Saved entries
[Start of Attachment]
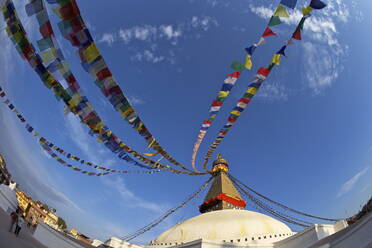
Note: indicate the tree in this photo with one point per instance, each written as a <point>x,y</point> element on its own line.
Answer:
<point>61,223</point>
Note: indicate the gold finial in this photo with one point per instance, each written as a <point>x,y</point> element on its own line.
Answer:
<point>220,164</point>
<point>220,160</point>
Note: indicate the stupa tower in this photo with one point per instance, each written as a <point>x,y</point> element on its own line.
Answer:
<point>222,194</point>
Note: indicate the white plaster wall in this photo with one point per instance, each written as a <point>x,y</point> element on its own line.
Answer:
<point>302,239</point>
<point>53,239</point>
<point>118,243</point>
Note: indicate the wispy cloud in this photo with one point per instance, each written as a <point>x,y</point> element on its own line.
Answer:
<point>144,40</point>
<point>273,91</point>
<point>147,56</point>
<point>136,100</point>
<point>107,38</point>
<point>349,184</point>
<point>324,51</point>
<point>128,198</point>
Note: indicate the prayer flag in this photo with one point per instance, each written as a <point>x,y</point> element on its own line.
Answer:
<point>45,43</point>
<point>34,7</point>
<point>317,4</point>
<point>281,12</point>
<point>289,3</point>
<point>276,59</point>
<point>248,62</point>
<point>261,41</point>
<point>275,20</point>
<point>307,10</point>
<point>89,53</point>
<point>263,71</point>
<point>237,66</point>
<point>250,50</point>
<point>268,32</point>
<point>282,50</point>
<point>297,34</point>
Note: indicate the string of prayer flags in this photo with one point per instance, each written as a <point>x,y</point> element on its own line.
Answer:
<point>276,59</point>
<point>83,109</point>
<point>248,62</point>
<point>268,32</point>
<point>297,34</point>
<point>281,12</point>
<point>238,67</point>
<point>252,89</point>
<point>250,50</point>
<point>274,20</point>
<point>74,29</point>
<point>282,50</point>
<point>317,4</point>
<point>45,143</point>
<point>43,140</point>
<point>307,10</point>
<point>226,88</point>
<point>64,163</point>
<point>289,3</point>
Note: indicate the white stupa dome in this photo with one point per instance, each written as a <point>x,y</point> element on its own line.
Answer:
<point>225,226</point>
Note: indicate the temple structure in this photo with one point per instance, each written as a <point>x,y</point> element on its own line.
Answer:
<point>224,222</point>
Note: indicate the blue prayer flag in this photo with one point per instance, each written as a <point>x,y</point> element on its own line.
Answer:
<point>289,3</point>
<point>317,4</point>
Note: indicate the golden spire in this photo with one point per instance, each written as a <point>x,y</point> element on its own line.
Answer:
<point>220,165</point>
<point>222,193</point>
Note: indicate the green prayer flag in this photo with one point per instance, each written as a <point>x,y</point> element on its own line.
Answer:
<point>301,24</point>
<point>237,66</point>
<point>281,11</point>
<point>275,20</point>
<point>45,43</point>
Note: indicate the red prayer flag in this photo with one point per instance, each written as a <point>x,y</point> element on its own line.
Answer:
<point>216,103</point>
<point>46,30</point>
<point>268,32</point>
<point>232,120</point>
<point>244,100</point>
<point>297,34</point>
<point>234,74</point>
<point>104,73</point>
<point>263,71</point>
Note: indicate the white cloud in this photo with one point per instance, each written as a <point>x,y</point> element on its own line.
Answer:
<point>128,198</point>
<point>147,56</point>
<point>323,51</point>
<point>153,35</point>
<point>135,100</point>
<point>322,67</point>
<point>273,91</point>
<point>107,38</point>
<point>170,32</point>
<point>349,184</point>
<point>204,22</point>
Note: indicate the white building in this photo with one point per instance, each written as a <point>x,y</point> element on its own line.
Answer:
<point>224,223</point>
<point>8,199</point>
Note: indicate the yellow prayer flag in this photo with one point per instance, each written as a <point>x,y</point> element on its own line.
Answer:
<point>276,59</point>
<point>281,12</point>
<point>223,93</point>
<point>235,112</point>
<point>252,90</point>
<point>17,37</point>
<point>307,10</point>
<point>91,53</point>
<point>151,154</point>
<point>248,62</point>
<point>49,55</point>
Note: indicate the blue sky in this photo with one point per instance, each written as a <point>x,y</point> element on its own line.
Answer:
<point>305,140</point>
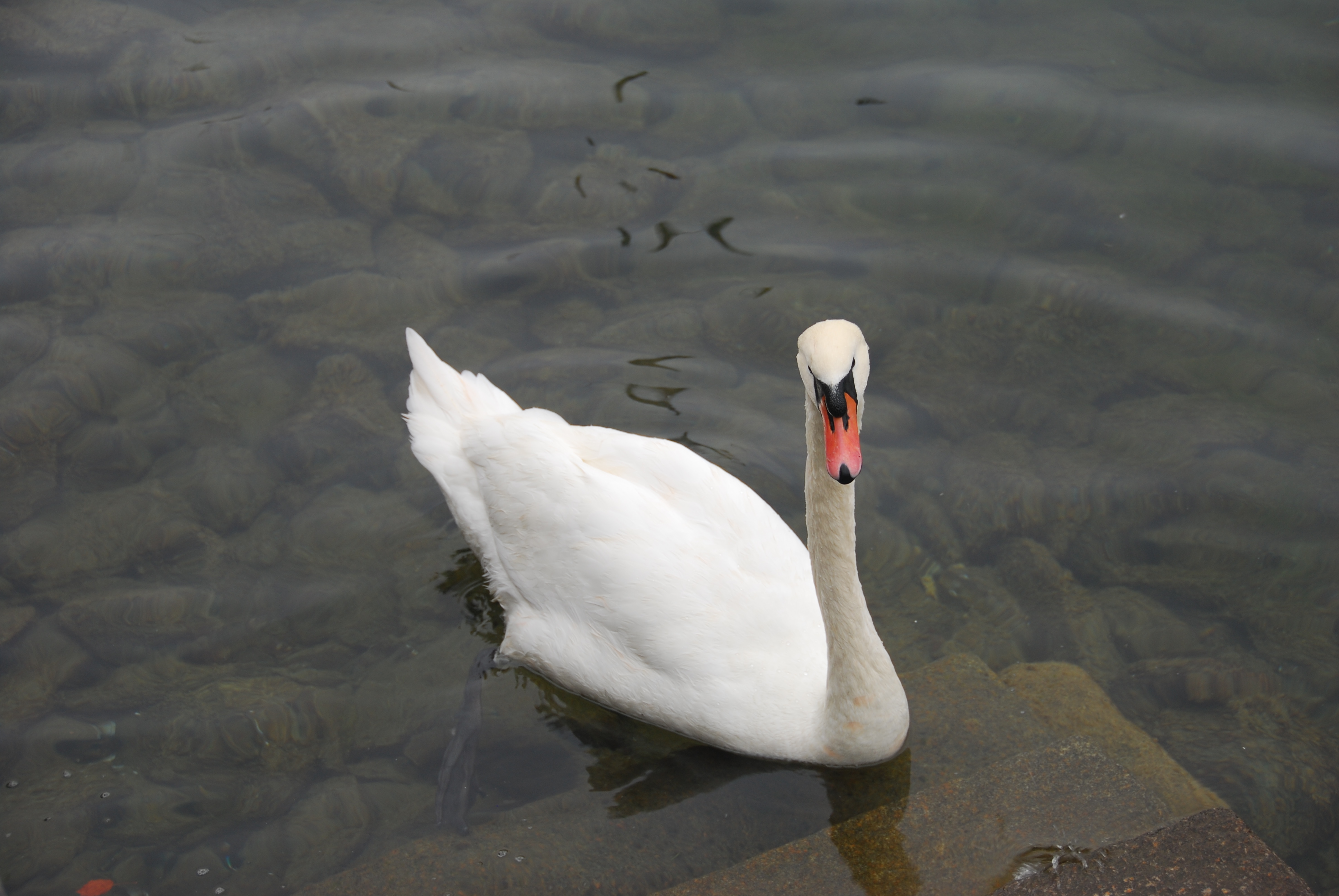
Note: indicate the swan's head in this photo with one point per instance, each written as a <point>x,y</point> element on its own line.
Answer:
<point>835,365</point>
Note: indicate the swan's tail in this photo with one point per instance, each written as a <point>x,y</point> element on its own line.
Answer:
<point>440,393</point>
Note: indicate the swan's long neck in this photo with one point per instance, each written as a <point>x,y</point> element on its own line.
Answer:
<point>866,709</point>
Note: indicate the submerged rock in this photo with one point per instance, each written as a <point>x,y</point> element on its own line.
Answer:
<point>674,29</point>
<point>469,173</point>
<point>1143,629</point>
<point>361,312</point>
<point>350,429</point>
<point>227,487</point>
<point>170,327</point>
<point>323,832</point>
<point>239,394</point>
<point>38,663</point>
<point>77,32</point>
<point>132,625</point>
<point>70,177</point>
<point>23,339</point>
<point>1066,620</point>
<point>108,532</point>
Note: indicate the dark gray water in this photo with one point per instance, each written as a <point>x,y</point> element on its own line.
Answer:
<point>1092,245</point>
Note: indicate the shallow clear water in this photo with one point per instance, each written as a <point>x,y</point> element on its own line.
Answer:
<point>1092,247</point>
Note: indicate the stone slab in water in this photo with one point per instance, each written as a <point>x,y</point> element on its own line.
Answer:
<point>958,838</point>
<point>1211,852</point>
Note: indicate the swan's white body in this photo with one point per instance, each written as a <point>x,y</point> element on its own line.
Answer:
<point>643,578</point>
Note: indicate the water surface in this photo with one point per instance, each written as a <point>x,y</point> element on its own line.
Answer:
<point>1092,247</point>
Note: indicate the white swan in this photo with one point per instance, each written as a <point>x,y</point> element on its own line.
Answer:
<point>643,578</point>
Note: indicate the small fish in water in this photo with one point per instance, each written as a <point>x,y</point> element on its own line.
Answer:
<point>714,232</point>
<point>618,87</point>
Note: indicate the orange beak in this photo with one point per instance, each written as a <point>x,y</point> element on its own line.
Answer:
<point>841,440</point>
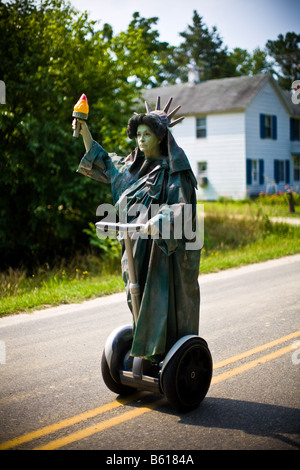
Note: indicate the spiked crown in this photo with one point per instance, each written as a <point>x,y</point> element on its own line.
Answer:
<point>162,114</point>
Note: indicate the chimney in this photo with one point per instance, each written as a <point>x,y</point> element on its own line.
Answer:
<point>193,75</point>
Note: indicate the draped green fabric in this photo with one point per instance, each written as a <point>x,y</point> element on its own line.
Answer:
<point>167,271</point>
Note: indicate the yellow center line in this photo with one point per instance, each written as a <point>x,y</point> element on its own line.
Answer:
<point>67,422</point>
<point>141,410</point>
<point>76,436</point>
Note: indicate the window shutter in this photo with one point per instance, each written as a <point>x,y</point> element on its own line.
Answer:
<point>262,126</point>
<point>248,171</point>
<point>274,127</point>
<point>292,129</point>
<point>261,172</point>
<point>287,172</point>
<point>276,171</point>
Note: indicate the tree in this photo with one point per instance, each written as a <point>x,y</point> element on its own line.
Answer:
<point>202,48</point>
<point>50,54</point>
<point>285,51</point>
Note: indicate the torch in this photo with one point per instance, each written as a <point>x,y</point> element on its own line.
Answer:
<point>81,111</point>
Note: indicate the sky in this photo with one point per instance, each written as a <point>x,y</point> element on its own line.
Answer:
<point>240,23</point>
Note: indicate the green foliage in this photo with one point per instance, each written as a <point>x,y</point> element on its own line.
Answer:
<point>108,248</point>
<point>50,54</point>
<point>285,51</point>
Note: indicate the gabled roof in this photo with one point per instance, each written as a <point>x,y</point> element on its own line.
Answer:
<point>221,95</point>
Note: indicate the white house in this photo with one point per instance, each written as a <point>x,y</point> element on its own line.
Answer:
<point>241,134</point>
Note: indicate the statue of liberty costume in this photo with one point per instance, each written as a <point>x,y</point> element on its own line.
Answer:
<point>167,267</point>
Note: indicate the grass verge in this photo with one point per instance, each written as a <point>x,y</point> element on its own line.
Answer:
<point>229,242</point>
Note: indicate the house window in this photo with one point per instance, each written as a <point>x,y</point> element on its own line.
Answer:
<point>268,126</point>
<point>200,127</point>
<point>296,167</point>
<point>202,173</point>
<point>295,129</point>
<point>254,171</point>
<point>282,171</point>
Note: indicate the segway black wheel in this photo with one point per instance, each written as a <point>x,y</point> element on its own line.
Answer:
<point>187,376</point>
<point>114,386</point>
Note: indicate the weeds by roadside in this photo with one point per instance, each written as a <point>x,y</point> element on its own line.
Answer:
<point>235,234</point>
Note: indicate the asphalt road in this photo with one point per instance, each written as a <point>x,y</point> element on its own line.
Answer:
<point>52,395</point>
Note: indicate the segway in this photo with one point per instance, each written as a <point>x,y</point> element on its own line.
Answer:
<point>183,376</point>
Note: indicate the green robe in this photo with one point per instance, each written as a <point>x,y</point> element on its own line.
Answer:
<point>166,270</point>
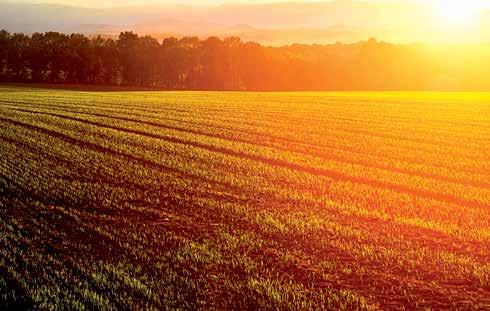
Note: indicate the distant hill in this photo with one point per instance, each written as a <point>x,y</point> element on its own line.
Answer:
<point>272,24</point>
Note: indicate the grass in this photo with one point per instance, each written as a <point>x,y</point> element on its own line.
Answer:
<point>202,200</point>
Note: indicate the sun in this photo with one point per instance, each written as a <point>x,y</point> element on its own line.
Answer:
<point>458,11</point>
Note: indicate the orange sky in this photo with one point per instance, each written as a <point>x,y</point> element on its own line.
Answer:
<point>398,21</point>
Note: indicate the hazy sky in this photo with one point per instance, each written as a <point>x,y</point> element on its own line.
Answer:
<point>112,3</point>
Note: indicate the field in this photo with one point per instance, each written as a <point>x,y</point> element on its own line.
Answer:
<point>196,200</point>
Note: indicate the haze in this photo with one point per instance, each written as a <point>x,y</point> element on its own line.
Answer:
<point>268,22</point>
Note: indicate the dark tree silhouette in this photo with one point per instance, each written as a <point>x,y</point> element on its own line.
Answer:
<point>230,64</point>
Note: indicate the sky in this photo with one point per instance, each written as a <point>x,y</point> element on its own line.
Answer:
<point>398,21</point>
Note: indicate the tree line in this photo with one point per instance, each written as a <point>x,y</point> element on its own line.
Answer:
<point>230,64</point>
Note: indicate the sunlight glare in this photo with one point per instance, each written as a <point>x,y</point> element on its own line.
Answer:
<point>459,12</point>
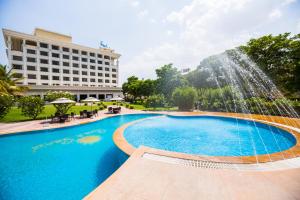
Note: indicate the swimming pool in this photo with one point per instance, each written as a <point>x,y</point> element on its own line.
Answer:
<point>209,135</point>
<point>64,163</point>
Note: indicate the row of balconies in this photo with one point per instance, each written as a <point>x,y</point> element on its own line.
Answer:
<point>60,51</point>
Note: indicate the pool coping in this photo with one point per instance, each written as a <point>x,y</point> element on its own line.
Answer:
<point>294,151</point>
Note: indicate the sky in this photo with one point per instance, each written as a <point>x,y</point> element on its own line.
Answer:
<point>151,33</point>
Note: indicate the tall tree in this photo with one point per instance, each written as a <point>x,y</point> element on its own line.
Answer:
<point>169,78</point>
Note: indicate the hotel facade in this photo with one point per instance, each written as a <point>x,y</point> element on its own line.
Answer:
<point>49,61</point>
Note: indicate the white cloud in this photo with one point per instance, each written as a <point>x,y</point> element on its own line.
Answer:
<point>134,3</point>
<point>169,32</point>
<point>143,13</point>
<point>208,27</point>
<point>276,13</point>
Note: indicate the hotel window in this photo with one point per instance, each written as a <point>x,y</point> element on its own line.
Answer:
<point>44,77</point>
<point>54,62</point>
<point>65,49</point>
<point>84,73</point>
<point>55,55</point>
<point>44,61</point>
<point>31,51</point>
<point>54,70</point>
<point>55,78</point>
<point>44,45</point>
<point>17,66</point>
<point>44,69</point>
<point>31,68</point>
<point>29,59</point>
<point>43,53</point>
<point>31,76</point>
<point>18,58</point>
<point>30,43</point>
<point>54,47</point>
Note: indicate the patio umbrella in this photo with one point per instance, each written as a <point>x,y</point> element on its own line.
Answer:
<point>117,99</point>
<point>62,101</point>
<point>62,105</point>
<point>91,100</point>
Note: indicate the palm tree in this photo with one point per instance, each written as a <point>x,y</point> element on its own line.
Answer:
<point>8,80</point>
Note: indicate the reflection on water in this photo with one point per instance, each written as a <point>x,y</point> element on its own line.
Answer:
<point>80,138</point>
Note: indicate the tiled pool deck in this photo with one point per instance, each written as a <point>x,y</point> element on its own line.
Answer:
<point>155,174</point>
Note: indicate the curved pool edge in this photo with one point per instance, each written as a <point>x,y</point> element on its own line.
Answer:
<point>293,152</point>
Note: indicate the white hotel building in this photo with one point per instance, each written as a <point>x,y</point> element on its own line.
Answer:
<point>49,61</point>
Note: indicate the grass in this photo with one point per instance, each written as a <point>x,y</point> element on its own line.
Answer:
<point>15,114</point>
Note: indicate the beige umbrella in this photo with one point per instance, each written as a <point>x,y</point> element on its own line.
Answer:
<point>91,100</point>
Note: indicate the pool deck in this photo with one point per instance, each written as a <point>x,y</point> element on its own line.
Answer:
<point>144,179</point>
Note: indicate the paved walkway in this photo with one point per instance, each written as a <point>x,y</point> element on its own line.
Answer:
<point>144,179</point>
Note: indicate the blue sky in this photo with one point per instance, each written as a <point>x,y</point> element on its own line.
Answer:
<point>151,33</point>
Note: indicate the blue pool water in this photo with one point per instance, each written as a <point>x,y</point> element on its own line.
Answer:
<point>212,136</point>
<point>60,163</point>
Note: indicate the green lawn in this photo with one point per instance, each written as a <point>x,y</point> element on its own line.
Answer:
<point>15,115</point>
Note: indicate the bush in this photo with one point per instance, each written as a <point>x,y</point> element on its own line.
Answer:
[End of Attachment]
• [Description of the task] From the records above, pick out and copy each line holding the word "deck".

• [Reply to the task]
Note: indicate the tiled pool deck in this photo with one point per instance, each written as a <point>x,y</point> element on its own line.
Note: indicate the pool deck in this photo with one point per instance, each written as a <point>x,y</point> element on its own line.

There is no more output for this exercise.